**ACTION ITEM:** Leaving out every line that comes before the one containing "Each instance receives one point. Mark the woman's shoulder", output the rest of the records exactly, the final line included.

[Stored dataset items]
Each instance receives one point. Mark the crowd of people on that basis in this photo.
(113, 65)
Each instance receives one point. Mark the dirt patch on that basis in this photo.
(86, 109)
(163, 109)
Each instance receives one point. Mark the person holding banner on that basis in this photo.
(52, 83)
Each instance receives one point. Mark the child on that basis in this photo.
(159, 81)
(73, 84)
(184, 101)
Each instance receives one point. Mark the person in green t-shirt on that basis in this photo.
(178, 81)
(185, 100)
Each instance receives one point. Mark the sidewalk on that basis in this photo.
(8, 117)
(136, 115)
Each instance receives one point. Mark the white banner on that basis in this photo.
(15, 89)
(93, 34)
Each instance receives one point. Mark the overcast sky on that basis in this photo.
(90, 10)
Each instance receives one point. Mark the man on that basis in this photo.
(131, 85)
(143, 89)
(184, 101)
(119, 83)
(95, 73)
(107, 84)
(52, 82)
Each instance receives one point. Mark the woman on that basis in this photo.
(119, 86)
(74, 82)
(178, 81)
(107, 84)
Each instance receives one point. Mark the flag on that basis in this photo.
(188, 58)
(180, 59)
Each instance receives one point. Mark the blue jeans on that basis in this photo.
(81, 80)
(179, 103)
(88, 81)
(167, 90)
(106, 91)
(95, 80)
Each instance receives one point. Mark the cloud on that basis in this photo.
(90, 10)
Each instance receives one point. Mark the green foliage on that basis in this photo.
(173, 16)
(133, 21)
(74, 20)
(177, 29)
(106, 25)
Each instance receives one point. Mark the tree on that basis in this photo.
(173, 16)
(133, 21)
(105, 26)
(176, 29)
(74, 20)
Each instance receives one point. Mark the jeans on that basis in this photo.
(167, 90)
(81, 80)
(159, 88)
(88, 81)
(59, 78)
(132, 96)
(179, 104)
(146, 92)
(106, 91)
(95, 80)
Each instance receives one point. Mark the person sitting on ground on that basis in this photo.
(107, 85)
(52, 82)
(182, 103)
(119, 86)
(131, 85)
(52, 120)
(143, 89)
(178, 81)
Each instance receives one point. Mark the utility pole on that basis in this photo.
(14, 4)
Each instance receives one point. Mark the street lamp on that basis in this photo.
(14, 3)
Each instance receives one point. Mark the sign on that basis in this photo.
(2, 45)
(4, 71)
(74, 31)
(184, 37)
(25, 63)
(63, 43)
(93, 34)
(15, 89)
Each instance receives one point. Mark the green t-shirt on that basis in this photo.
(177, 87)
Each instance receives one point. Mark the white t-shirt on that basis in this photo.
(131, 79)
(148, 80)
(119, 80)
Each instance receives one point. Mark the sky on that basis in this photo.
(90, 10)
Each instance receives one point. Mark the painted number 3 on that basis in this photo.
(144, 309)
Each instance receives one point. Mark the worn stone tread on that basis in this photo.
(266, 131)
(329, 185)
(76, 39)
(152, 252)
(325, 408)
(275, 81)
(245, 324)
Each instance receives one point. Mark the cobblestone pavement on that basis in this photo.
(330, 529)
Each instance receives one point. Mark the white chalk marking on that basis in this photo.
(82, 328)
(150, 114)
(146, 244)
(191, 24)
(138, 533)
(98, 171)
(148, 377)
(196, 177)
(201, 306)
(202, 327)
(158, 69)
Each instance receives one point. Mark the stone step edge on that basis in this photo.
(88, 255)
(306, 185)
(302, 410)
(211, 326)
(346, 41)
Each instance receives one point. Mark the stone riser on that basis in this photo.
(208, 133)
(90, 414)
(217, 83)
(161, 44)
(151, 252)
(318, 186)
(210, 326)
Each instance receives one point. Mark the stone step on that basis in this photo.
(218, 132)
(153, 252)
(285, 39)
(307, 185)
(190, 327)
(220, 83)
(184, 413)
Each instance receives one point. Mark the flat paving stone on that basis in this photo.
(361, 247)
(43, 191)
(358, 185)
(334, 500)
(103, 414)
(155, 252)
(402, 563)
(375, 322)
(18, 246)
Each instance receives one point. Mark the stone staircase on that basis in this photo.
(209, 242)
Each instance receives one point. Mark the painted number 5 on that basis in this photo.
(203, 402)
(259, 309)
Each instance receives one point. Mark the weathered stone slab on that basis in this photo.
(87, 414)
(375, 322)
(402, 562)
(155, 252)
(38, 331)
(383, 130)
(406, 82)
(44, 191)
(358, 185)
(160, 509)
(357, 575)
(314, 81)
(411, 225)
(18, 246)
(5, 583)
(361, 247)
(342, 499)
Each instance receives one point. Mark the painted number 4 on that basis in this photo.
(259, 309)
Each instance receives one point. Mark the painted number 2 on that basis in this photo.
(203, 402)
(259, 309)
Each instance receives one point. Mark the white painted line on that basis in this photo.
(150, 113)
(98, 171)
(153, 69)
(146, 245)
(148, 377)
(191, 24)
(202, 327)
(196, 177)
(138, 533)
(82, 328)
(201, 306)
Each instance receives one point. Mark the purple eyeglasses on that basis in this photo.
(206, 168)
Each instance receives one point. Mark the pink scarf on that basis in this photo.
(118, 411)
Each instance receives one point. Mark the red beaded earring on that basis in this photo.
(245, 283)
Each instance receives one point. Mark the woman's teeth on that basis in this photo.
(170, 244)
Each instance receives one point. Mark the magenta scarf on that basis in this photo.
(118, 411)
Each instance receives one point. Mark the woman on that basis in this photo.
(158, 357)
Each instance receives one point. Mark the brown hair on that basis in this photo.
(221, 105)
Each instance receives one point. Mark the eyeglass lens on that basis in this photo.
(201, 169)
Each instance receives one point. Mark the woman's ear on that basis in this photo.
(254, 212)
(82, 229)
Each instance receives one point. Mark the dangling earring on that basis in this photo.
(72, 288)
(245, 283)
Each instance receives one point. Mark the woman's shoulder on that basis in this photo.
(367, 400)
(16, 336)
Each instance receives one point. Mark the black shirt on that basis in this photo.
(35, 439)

**SOLUTION TO THIS PROBLEM:**
Each instance receives one point. Mark the woman's shoulder on that basis in this photo.
(367, 400)
(16, 336)
Each instance receives one point. Mark the black shirt on that basis in this photo.
(35, 439)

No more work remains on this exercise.